----- ФРАГМЕНТ ТЕКСТА -----
Рост популярности консенсуальных договоров неминуемо привлек повышенное внимание к основной особенности таких сделок – феномену возникновения обязательств, имеющих судебную защиту в силу одного лишь факта волеизъявления сторон. В этой связи неудивительно, что уже в XVIII в. во многих странах стали господствующими те или иные формы волевой теории, связывающей возникновение правовых последствий с волей контрагентов[294]. Различный акцент здесь делался на реальной воле сторон или на формальном волеизъявлении. Но это не меняло общего настроя оценивать контракт как реализацию имманентной природе людей автономии воли, которая должна быть иммунизирована от произвольных вмешательств извне[295].
-----
## ЗАДАНИЯ
A) Объясните в одном–трех предложениях, почему в тексте о консенсуальных договорах господство волевой теории в XVIII в. названо неудивительным.
B) Допишите текст о консенсуальных договорах, начав сразу после его последнего предложения.
Для выполнения заданий листинг не понадобится.
----- СОХРАНЁННЫЕ ЗАПИСИ -----
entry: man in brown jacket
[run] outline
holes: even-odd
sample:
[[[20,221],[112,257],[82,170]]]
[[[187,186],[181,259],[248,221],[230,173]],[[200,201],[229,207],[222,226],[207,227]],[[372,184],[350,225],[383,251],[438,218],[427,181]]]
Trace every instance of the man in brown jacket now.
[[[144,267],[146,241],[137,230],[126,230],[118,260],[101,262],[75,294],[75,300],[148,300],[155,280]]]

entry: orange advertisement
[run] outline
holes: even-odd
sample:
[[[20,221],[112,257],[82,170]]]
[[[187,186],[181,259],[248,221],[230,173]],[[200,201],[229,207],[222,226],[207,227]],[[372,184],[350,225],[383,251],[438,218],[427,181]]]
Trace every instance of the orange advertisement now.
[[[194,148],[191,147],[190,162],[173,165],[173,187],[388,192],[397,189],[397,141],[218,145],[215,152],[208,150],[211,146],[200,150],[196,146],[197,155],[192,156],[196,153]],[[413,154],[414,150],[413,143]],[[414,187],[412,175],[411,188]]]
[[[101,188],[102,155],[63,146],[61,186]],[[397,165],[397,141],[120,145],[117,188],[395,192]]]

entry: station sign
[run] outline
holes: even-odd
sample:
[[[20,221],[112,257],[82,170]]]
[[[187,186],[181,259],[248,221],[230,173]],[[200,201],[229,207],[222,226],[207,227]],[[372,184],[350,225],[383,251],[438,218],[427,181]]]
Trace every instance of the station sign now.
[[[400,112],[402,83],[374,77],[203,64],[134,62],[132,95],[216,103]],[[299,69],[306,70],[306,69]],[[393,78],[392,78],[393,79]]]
-----
## ОТВЕТЫ К ЗАДАНИЯМ
A) Рост популярности консенсуальных договоров привлек повышенное внимание к их основной особенности: обязательства, имеющие судебную защиту, возникают в силу одного лишь волеизъявления сторон. Волевая теория связывает возникновение правовых последствий именно с волей контрагентов, поэтому ее распространение в этой связи неудивительно.

B)
Было бы неверно видеть в популяризации в XIX в. волевой теории некую революцию. То, что обязательства сторон могут возникать из самого факта достижения соглашения, было известно уже многие столетия и признавалось (хотя и с некоторыми ограничениями) еще в римском праве. Как мы помним, Аквинат требовал неукоснительного исполнения обязательств и считал эти обязательства законом для должника. Великий французский цивилист Ж. Дома еще в XVII в. отмечал, что обязательства проистекают из одного лишь факта заключения добровольного и осознанного соглашения, и повторял тезис Аквината о том, что содержание такого соглашения имеет силу закона для сторон, его заключивших[296]. Робер Потье, оказавший огромное влияние на кодификацию гражданского права во Франции, еще в XVIII в. в своем знаменитом трактате по обязательственному и договорному праву писал, что согласия сторон по общему правилу достаточно для возникновения договора[297]. Унаследованные от римского права технические и догматические затруднения в виде проблем с признанием непоименованных договоров были в устранены еще в XVI–XVIII вв., что в значительной степени способствовало переосмыслению значения консенсуального договора. Соответственно волевая теория договора, ставшая столь популярной в XIX в., по сути была основана на доктринальных основаниях, заложенных многими предыдущими поколениями юристов. Новыми были та сила, с которой юристы XIX в. стали проповедовать фактор свободной воли, та роль, которая теперь отводилась автономии воли сторон в научной доктрине и судебной практике, а также готовность законодателя эту волевую природу договора прямо кодифицировать[298].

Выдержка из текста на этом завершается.